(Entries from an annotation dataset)
— start —

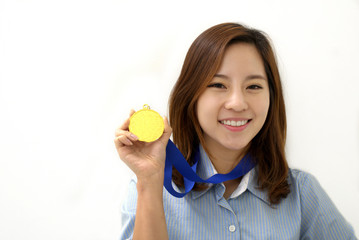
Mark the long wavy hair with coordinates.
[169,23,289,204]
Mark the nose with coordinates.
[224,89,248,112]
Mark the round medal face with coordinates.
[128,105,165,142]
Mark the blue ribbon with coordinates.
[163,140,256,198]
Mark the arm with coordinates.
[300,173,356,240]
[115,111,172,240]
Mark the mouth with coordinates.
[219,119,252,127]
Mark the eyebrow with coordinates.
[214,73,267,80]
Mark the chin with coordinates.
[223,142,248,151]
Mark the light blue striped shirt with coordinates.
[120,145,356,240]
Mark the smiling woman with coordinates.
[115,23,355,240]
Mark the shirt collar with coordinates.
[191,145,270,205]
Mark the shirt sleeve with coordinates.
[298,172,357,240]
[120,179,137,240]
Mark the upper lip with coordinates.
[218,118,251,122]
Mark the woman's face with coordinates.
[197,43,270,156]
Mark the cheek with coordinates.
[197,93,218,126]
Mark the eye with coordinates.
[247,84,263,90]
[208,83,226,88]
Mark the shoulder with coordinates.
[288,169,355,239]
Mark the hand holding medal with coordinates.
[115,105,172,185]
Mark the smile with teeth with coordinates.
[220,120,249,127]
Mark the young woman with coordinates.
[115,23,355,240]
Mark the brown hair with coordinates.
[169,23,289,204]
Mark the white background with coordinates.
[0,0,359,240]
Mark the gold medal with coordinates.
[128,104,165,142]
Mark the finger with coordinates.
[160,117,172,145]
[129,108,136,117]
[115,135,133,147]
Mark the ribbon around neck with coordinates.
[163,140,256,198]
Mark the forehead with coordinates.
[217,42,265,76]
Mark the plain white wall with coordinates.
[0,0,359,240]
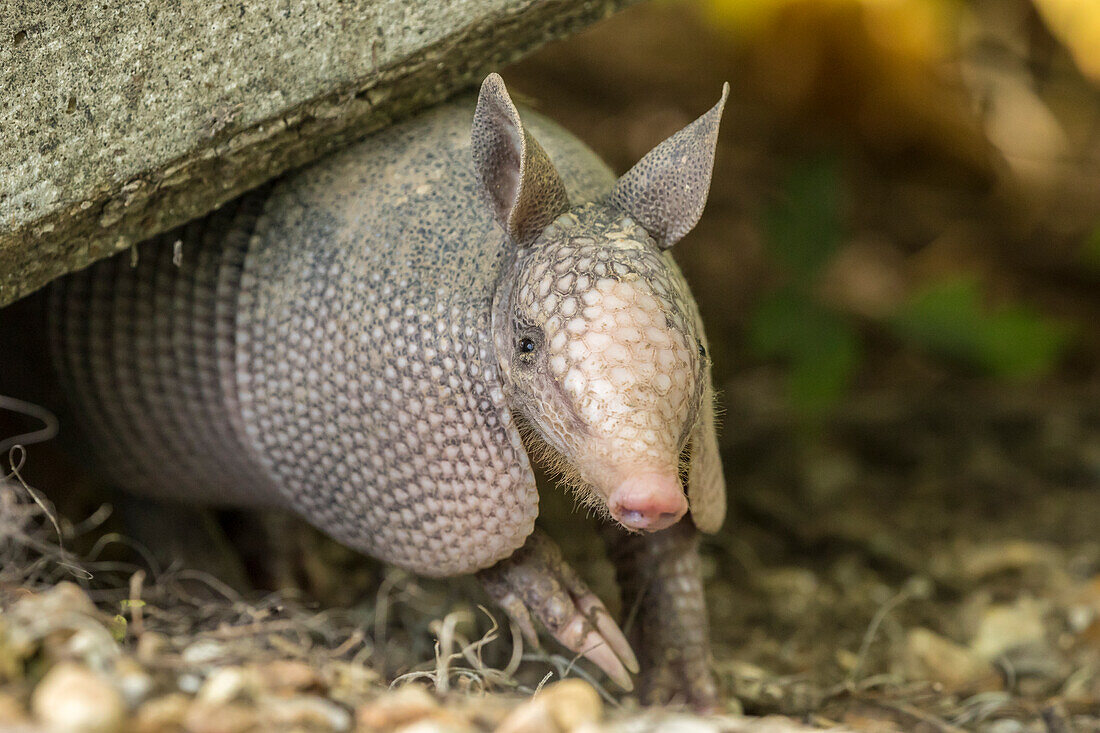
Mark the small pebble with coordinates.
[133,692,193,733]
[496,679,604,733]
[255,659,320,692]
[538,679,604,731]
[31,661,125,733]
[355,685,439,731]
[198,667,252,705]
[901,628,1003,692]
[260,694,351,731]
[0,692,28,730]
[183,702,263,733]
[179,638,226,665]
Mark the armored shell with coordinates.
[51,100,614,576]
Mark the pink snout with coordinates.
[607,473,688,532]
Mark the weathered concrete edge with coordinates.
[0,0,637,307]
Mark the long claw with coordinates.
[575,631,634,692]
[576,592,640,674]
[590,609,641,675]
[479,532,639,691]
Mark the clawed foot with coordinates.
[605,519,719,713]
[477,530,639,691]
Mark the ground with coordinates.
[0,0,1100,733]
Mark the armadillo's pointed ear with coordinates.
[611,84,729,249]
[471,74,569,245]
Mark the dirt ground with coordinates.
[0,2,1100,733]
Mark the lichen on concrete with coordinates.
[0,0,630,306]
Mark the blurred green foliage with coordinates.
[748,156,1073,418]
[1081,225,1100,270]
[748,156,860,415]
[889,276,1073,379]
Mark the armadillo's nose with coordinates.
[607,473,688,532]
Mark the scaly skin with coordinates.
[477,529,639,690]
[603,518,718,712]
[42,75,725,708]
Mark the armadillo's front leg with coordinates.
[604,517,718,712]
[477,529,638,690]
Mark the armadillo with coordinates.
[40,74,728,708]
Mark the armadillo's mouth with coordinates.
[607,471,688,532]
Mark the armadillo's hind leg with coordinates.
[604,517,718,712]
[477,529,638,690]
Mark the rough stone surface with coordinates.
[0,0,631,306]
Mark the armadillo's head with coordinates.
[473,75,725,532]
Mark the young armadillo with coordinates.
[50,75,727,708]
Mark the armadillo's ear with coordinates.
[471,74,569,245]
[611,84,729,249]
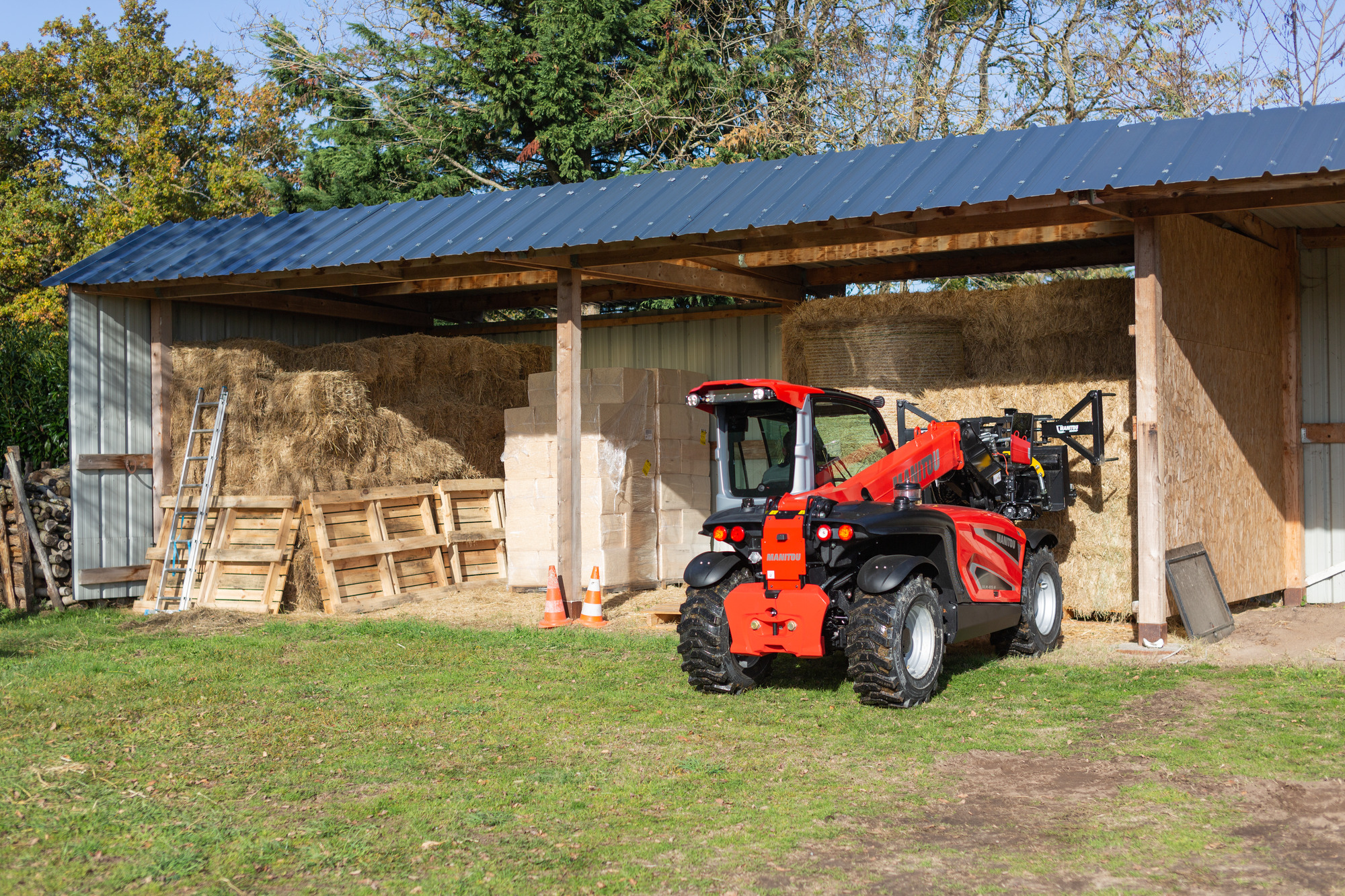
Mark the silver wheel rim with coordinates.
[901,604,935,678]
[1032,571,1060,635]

— end —

• Task prompt: Pictures are excluded; output everything else in the data verbatim.

• Written reply:
Mark the long wavy hair with coordinates.
[169,23,289,204]
Mark the nose with coordinates.
[224,89,248,112]
Mark the round medal face with coordinates.
[128,105,165,142]
Mark the blue ribbon with coordinates.
[163,140,256,198]
Mark the arm with coordinates.
[300,173,356,240]
[115,111,172,240]
Mark the mouth with coordinates.
[219,119,252,127]
Mark the eyebrow with coordinates.
[214,73,267,80]
Mark the chin with coordinates.
[223,142,248,151]
Mark the light blue striped shirt with coordinates.
[120,145,356,240]
Mark the smiling woman with coordinates.
[115,23,355,240]
Mark the shirt collar with coordinates.
[191,145,270,205]
Mark the shirt sleeve with coordinates.
[298,172,357,240]
[120,179,137,240]
Mark the upper lip with coordinates.
[218,118,251,122]
Mark the woman's face with coordinates.
[197,43,270,156]
Mark the cheek with coordinates.
[197,93,218,126]
Mark the eye with coordinates.
[247,84,263,90]
[208,83,226,88]
Mark the shoulder with coordinates.
[288,169,355,239]
Mark the hand holding medal with coordinates.
[115,105,172,185]
Mark the smile with teeth with coordinates.
[220,120,249,127]
Mark the young woman with coordinates.
[115,23,355,240]
Mark the brown hair with coordinates.
[169,23,289,204]
Mark the white background with coordinates.
[0,0,359,240]
Mark the gold medal with coordinates.
[128,104,165,142]
Mark the finger with coordinates.
[160,117,172,145]
[129,108,136,117]
[115,135,133,147]
Mark the ribbon around neck with coordinates.
[163,140,256,198]
Mark the forehead with coordinates.
[217,42,265,76]
Mark the plain white wall with coordinates.
[0,0,359,240]
Mark the small pebble with coordinates.
[133,692,193,733]
[496,679,604,733]
[255,659,320,692]
[538,679,604,731]
[31,661,125,733]
[355,685,439,731]
[198,667,252,705]
[901,628,1003,692]
[260,694,351,731]
[0,692,28,730]
[183,702,263,733]
[179,638,226,665]
Mark the armored shell with coordinates.
[51,100,614,576]
Mark the pink snout with coordinates.
[607,473,688,532]
Mark the weathered concrete edge with coordinates.
[0,0,637,307]
Mark the long claw with coordinates.
[575,631,634,692]
[576,592,640,674]
[590,609,641,675]
[479,532,639,691]
Mark the clawed foot with coordinates.
[605,519,719,713]
[477,530,639,691]
Mark the ground with coordinates.
[0,0,1100,733]
Mark the armadillo's pointed ear with coordinates.
[611,84,729,249]
[471,74,569,245]
Mark the dirt ground with coordinates.
[0,2,1100,733]
Mark the lichen on concrete with coordinates.
[0,0,630,306]
Mark the blurred green foliage with coordinates.
[748,156,1073,418]
[1081,225,1100,270]
[748,156,860,415]
[889,276,1073,379]
Mark the armadillo's nose with coordinates.
[607,473,688,532]
Mark the scaly skin with coordinates.
[477,529,639,690]
[603,518,718,712]
[42,75,725,708]
Mark the armadillo's front leg with coordinates.
[604,517,718,712]
[477,529,638,690]
Mark the armadillo with coordinates.
[40,74,728,708]
Mark the armadillo's mouth with coordinates.
[607,471,688,532]
Mark the armadillo's hind leg with coordinates.
[604,517,718,712]
[477,529,638,690]
Mark the rough stone surface with coordinates.
[0,0,631,306]
Mark the armadillo's head with coordinates.
[473,75,725,532]
Mark the young armadillo with coordinates.
[50,75,727,708]
Mark the armadillo's ear with coordinates.
[471,74,569,245]
[611,84,729,249]
Mark the silver wheel rim with coordinates.
[901,604,935,678]
[1032,571,1060,635]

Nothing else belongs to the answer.